Responda a estas perguntas com base no texto sobre John Toshack:
1. Que clube da Escócia treinava John Lambie?
2. Em que clubes John Toshack ganhou a Taça do Rei?
3. O que escreveu o amigo no prefácio do livro de poesia de Toshack?

Excerto para leitura:
* * * * *
John Toshack é um daqueles homens que fazem bem ao mundo: grande, bonacheirão, divertido, abre o sorriso rasgado e ilumina tudo à sua volta.

Faz-me lembrar John Lambie, treinador do Partick Thistle, da Escócia.

Certo dia viu um avançado chocar com um adversário e sofrer um traumatismo craniano. Quando o médico se aproximou dele, depois de observar o jogador, vinha de cara fechada. «Isto não está bom, mister», atirou-lhe. «Ele nem se lembra de quem é...»

John Lambie não perdeu o bom humor. «Ótimo. Diz-lhe que é o Pelé e manda-o lá para dentro»

Esta capacidade de fazer piadas nos momentos mais complicados é sinal de uma sanidade mental admirável. John Toshack tinha nesse sentido uma enorme vitalidade.

Orientou o Sporting durante uma temporada, ganhou a Taça do Rei na Real Sociedad e no Corunha e foi campeão no Real Madrid, na primeira passagem pelo Santiago Bernabéu. Da segunda vez em Madrid não foi tão feliz, recebeu até muitas críticas, e deixou para a história conferências de imprensa de abundante bom humor

«Todas as segundas penso trocar dez jogadores, à terça penso trocar sete ou oito, na quinta-feira só já penso trocar quatro, ao sábado penso trocar dois e no domingo acabam por jogar sempre os mesmos onze cabrões.»

Espanha sorria com aquele galês que gostava de arriscar e pisar terreno desconhecido.

Um dia, aliás, lançou um livro de poesia. Pediu a um amigo para lhe fazer o prefácio e o amigo não resistiu a escrever que era a pior obra da história da literatura.
* * * * *
Registos apresentados:
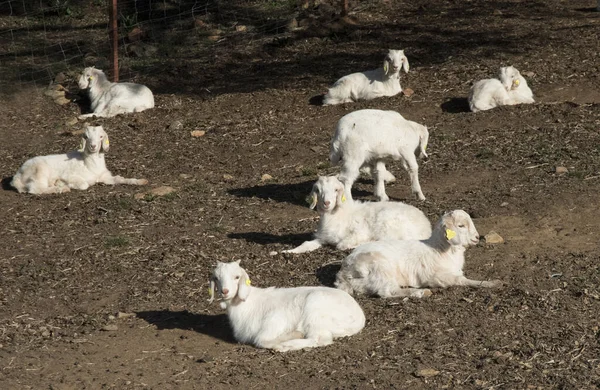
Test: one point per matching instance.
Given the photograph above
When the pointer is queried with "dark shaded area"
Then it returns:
(267, 238)
(290, 193)
(216, 326)
(326, 274)
(456, 105)
(6, 184)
* * * * *
Resultado do exercício:
1. O Partick Thistle.
2. Na Real Sociedad e no Corunha.
3. Que era a pior obra da história da literatura.